DATA TO EXAMINE =>
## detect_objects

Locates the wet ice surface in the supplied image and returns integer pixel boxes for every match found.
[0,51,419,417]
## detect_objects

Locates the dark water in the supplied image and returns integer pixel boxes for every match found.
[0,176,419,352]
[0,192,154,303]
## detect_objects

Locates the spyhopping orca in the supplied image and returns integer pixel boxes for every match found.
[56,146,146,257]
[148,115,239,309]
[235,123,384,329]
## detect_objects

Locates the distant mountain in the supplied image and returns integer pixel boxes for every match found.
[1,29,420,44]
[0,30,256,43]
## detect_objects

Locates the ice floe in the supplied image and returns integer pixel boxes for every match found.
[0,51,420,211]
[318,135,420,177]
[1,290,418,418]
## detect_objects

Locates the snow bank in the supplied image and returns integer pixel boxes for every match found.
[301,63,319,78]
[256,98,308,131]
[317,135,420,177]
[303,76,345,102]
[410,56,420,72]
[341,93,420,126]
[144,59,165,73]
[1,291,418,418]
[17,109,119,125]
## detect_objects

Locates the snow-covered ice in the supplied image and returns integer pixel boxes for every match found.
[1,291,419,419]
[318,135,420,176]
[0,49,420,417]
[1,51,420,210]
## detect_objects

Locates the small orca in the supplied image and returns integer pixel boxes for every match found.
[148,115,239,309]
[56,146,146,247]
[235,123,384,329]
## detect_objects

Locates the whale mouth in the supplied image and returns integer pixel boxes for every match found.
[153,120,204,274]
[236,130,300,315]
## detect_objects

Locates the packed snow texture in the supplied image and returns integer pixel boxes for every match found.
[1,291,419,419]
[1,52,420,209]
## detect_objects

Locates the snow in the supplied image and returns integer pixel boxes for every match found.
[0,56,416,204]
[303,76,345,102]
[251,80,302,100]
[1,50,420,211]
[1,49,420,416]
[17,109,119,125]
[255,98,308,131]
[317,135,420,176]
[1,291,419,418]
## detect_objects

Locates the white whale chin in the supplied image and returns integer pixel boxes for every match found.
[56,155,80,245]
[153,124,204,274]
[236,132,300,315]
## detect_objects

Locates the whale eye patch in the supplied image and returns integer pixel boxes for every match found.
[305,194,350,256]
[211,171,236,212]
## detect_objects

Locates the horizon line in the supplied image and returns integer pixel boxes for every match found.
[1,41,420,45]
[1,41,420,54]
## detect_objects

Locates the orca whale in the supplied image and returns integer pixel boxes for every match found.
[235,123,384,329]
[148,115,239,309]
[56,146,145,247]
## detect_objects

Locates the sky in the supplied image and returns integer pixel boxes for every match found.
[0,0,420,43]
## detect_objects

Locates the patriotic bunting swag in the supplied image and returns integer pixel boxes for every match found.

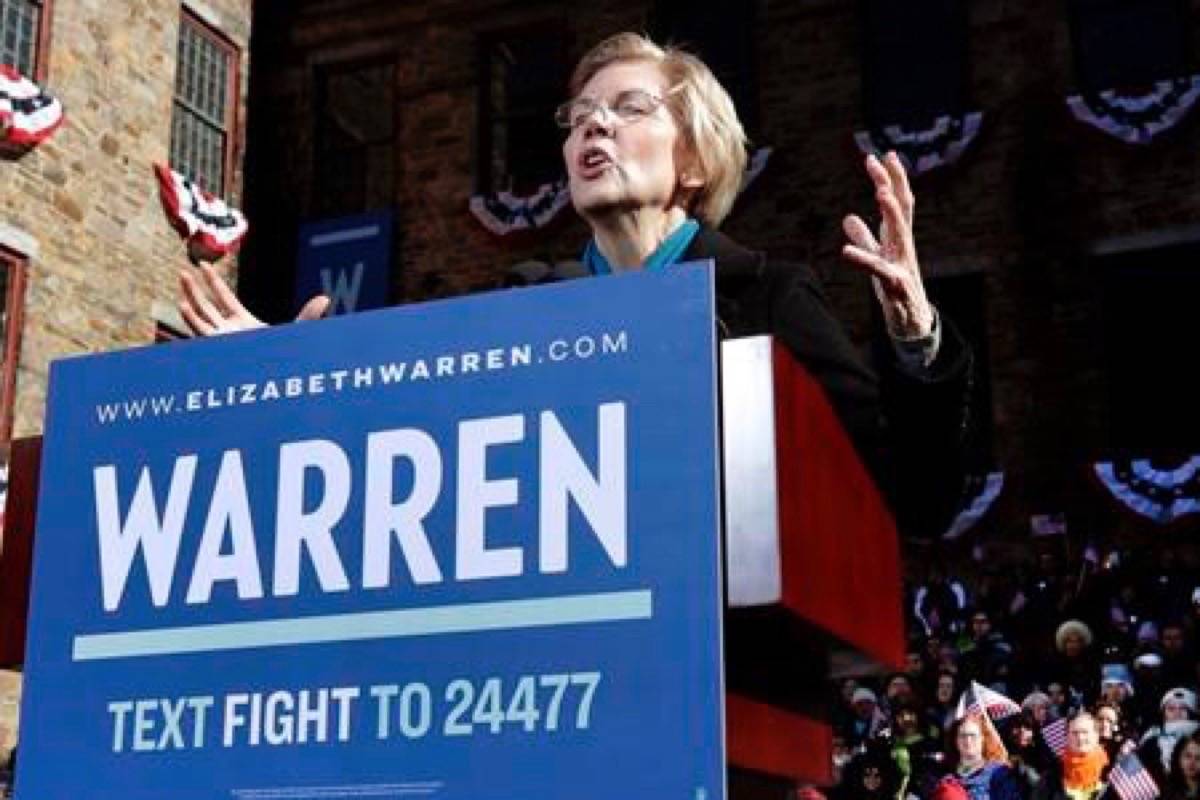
[738,146,772,193]
[468,179,571,237]
[0,65,65,148]
[154,164,249,261]
[1067,75,1200,145]
[943,471,1004,540]
[854,112,983,176]
[468,148,775,236]
[1093,455,1200,524]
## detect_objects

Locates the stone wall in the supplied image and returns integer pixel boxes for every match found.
[0,0,253,439]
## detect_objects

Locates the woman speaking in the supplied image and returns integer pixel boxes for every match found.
[180,32,976,537]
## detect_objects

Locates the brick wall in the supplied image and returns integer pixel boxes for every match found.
[0,0,253,439]
[242,0,1200,542]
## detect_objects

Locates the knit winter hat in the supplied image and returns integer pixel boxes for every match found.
[1055,619,1094,652]
[1100,663,1134,695]
[1161,687,1198,714]
[852,688,878,705]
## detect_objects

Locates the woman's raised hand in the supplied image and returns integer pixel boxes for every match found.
[178,262,330,336]
[840,151,935,340]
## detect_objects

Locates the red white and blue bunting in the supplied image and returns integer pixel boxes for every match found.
[854,111,983,176]
[0,65,64,148]
[468,147,777,236]
[738,146,773,193]
[154,164,248,261]
[943,471,1004,540]
[1066,75,1200,145]
[1094,455,1200,524]
[468,179,570,237]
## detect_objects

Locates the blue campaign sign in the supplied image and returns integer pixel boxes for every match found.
[295,211,393,316]
[18,266,725,800]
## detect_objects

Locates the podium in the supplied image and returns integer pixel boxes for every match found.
[722,337,904,789]
[0,334,904,794]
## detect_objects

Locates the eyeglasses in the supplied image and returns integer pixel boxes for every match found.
[554,88,674,130]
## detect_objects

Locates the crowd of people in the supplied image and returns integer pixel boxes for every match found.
[826,544,1200,800]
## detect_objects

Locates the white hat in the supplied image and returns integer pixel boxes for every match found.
[1161,687,1198,714]
[1134,653,1164,669]
[851,688,878,705]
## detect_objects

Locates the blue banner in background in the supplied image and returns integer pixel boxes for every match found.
[18,266,725,800]
[295,211,393,316]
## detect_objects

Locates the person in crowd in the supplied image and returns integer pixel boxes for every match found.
[916,570,971,637]
[945,715,1023,800]
[1160,622,1195,690]
[1034,712,1110,800]
[1046,681,1075,719]
[961,608,1013,687]
[888,699,943,800]
[905,643,931,682]
[1139,688,1200,780]
[845,687,890,746]
[1011,553,1067,640]
[178,31,978,542]
[834,678,864,738]
[1094,700,1134,762]
[931,776,972,800]
[1164,731,1200,800]
[929,670,964,732]
[1000,712,1045,795]
[1048,620,1098,701]
[839,746,901,800]
[885,673,919,712]
[1098,663,1136,719]
[1023,691,1055,728]
[1131,652,1168,732]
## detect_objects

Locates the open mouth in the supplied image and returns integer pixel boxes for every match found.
[577,147,613,179]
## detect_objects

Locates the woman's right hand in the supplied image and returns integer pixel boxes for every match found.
[178,262,330,336]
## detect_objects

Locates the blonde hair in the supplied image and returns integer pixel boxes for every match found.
[569,32,748,228]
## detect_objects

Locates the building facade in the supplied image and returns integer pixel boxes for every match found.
[0,0,253,771]
[0,0,253,446]
[239,0,1200,547]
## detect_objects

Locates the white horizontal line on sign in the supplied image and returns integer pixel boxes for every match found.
[309,225,381,247]
[71,589,653,661]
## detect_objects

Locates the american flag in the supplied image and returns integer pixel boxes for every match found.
[1040,717,1067,757]
[1109,754,1159,800]
[955,681,1021,721]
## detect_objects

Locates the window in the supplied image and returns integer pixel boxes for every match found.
[0,0,51,80]
[0,249,27,443]
[1101,242,1200,456]
[170,11,238,196]
[313,60,395,217]
[859,0,969,127]
[1068,0,1191,92]
[652,0,758,135]
[476,26,566,194]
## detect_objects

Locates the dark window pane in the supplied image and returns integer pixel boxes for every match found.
[1101,243,1200,455]
[477,28,566,194]
[170,16,235,195]
[652,0,758,134]
[314,61,395,216]
[0,0,39,76]
[1069,0,1191,92]
[860,0,968,126]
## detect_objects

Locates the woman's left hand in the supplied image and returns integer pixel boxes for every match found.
[841,151,935,339]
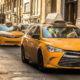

DESCRIPTION OF THE TASK => Carry over each record above character for character, with the pictures left out.

COMPLETED EXERCISE =>
## detect_objects

Locates the wet ice surface in the supplied image and returns integer pixel boxes for every match found.
[0,51,419,417]
## detect_objects

Locates the dark water in the supplied image and returns integer pixel boxes for every match found.
[0,176,419,352]
[0,192,154,303]
## detect_objects

Locates the spyhopping orca in the supplied image and returns integer pixel boxes for every match found.
[56,146,146,257]
[148,115,239,309]
[235,123,384,329]
## detect_objects

Locates the distant mountain in the supplied image and returns integer pixel boxes for every match found.
[1,29,420,44]
[0,30,256,43]
## detect_objects

Locates the ice floe in the supplied image and returns integer pixel boxes for every match found.
[0,51,420,211]
[318,135,420,177]
[1,290,418,418]
## detect_objects

Locates the snow bank in the supplied image and returns integer pixel boxes for every match found.
[301,63,319,78]
[256,98,308,131]
[317,135,420,177]
[303,76,345,102]
[410,56,420,72]
[341,93,420,126]
[144,59,165,73]
[1,291,418,418]
[17,109,119,125]
## detect_objects

Locates the snow-covered ice in the supplied image and returns integer pixel boxes for every match found.
[1,291,419,419]
[318,135,420,176]
[0,49,420,417]
[1,51,420,210]
## detect_objects

Locates the small orca in the supplied image and returns integer pixel boxes for every match found.
[148,115,239,309]
[56,146,146,247]
[235,123,384,329]
## detect_objects

Locates the whale mouth in the supplied image and returns integer pixel boxes for every match found.
[153,120,204,274]
[236,130,300,315]
## detect_objects

Locates the packed snow texture in the supplied image and returns integer pixel boxes for every match found.
[1,291,419,419]
[1,52,420,209]
## detect_objects

Locates the snow in the supplied image and returns integer pixel boxes for every match found.
[0,56,416,204]
[303,76,345,102]
[251,80,302,100]
[1,50,420,211]
[1,49,420,416]
[17,109,119,125]
[255,98,308,131]
[317,135,420,176]
[1,291,419,418]
## detect_objects

Locates the white whale chin in the supplied image and returns integer pixel boxes for every match found.
[56,155,80,245]
[153,124,204,274]
[236,132,300,315]
## detect_objects

Locates the whale eye patch in the supplied image and returns integer pixel boxes for every match found.
[305,194,350,256]
[211,171,236,212]
## detect_objects

Locates the horizon line in the supplied image and returns integer pixel boxes for every match found.
[1,41,420,45]
[1,41,420,54]
## detect_objects

Locates the orca whale in the supplied image and returns integer pixel boxes for every match found.
[235,123,384,329]
[148,115,239,309]
[56,146,145,247]
## detect_objects

Locates the sky in the supplied image and returns integer pixel boxes for every match found.
[0,0,420,43]
## detect_objects

Locates the patriotic bunting swag in the supplied image and returns integer pixel boxes for every match found.

[738,146,772,193]
[468,179,571,237]
[0,65,65,148]
[154,164,249,261]
[1067,75,1200,145]
[943,471,1004,540]
[854,112,983,176]
[468,148,775,236]
[1093,455,1200,524]
## detect_objects

Locates the stone wall in the supplied image and returns integer pixel boxes for every match found.
[0,0,253,439]
## detect_objects

Locates the woman speaking in the supplied image and returns integer pixel boxes for every match found.
[180,32,976,537]
## detect_objects

Locates the brick wall in the supplied image and returns integer pixel boxes for every match found.
[0,0,253,439]
[242,0,1200,542]
## detect_objects

Locates the knit winter hat in the supplied image and returns integer pixel boxes for every match found.
[1055,619,1094,652]
[1100,663,1134,695]
[1161,687,1198,714]
[852,688,878,705]
## detect_objects

Locates the woman's raised hand in the supplied image and returns integer pixel boxes for every match found.
[178,262,330,336]
[840,151,935,340]
## detect_objects

Locates the red white and blue bunting in the supplied image and returns integer pixel boxes for every match found.
[854,111,983,176]
[0,65,64,148]
[468,147,777,236]
[738,146,773,193]
[154,164,248,261]
[943,471,1004,540]
[1066,75,1200,145]
[1094,455,1200,524]
[468,179,570,237]
## detect_objects

Locates the blue campaign sign in the supplied image and returns integer pixel boxes for every match found.
[295,211,393,316]
[18,266,725,800]
## detect_objects

Locates the podium in the supplied image and returns integer pixel boxes for every match found.
[722,337,904,789]
[0,334,904,794]
## detect_objects

Locates the eyeglasses in the supplied image and returns integer pixel boxes for every match found.
[554,88,674,130]
## detect_objects

Locates the crowd of people in the supplied image and returns integer pixel boxes for every match found.
[826,544,1200,800]
## detect_objects

Locates the white hat in the supplied image and returns integer pixel boxes for every match found.
[1161,687,1198,714]
[1134,653,1164,669]
[851,688,878,705]
## detect_objects

Locates the blue banner in background in the supplied image and returns integer pixel boxes for every match found.
[18,266,725,800]
[295,211,393,316]
## detect_objects

Locates the person in crowd in the supplied image and returns integer pixel boxes for every match found.
[916,570,971,637]
[945,715,1023,800]
[1160,622,1195,690]
[1034,712,1110,800]
[1046,681,1075,719]
[961,608,1013,687]
[888,699,943,800]
[905,643,931,682]
[1139,688,1200,780]
[845,687,890,746]
[1011,553,1067,640]
[178,31,978,542]
[834,678,864,738]
[1094,700,1134,762]
[931,776,972,800]
[1164,731,1200,800]
[929,670,964,732]
[1000,712,1045,795]
[1048,620,1098,701]
[839,746,901,800]
[885,673,919,712]
[1098,663,1136,719]
[1023,691,1055,728]
[1131,652,1168,732]
## detect_objects

Locates the open mouth in the supplied image and returns integer pixel boxes for every match found.
[577,147,613,179]
## detect_objects

Locates the woman's right hand in the supplied image and returns integer pixel boxes for every match found.
[178,262,330,336]
## detect_objects

Locates the blonde hair in the supplied image and returns integer pixel boxes for every match found.
[569,32,748,228]
## detect_objects

Locates the building facade in the supplied image and returns integer pixel boxes for every match found.
[0,0,253,771]
[0,0,253,446]
[239,0,1200,547]
## detect_objects

Locates the white horizontal line on sign in the supplied image and returns integer pixel boxes for every match found.
[309,225,381,247]
[71,589,653,661]
## detect_objects

Locates the american flag in the supplied image and returns integer pixel boxes for every match found.
[1040,717,1067,757]
[1109,754,1159,800]
[955,681,1021,721]
## detect_objects

Locates the window in the supplied image and returns integer pixel boxes for every match found.
[0,0,51,80]
[0,249,27,443]
[1101,242,1200,456]
[170,11,238,196]
[313,60,395,217]
[859,0,969,127]
[1068,0,1191,92]
[652,0,758,135]
[476,26,566,194]
## detect_objects

Locates the dark window pane in the supplied image and returns integer pixel boxes for every match found.
[1101,243,1200,455]
[477,28,566,194]
[170,16,235,195]
[652,0,758,134]
[314,61,395,216]
[0,0,39,76]
[1069,0,1191,92]
[860,0,968,126]
## detect_objects

Locates the woman's left hand in the supplied image and returns integer pixel boxes for every match found.
[841,151,935,339]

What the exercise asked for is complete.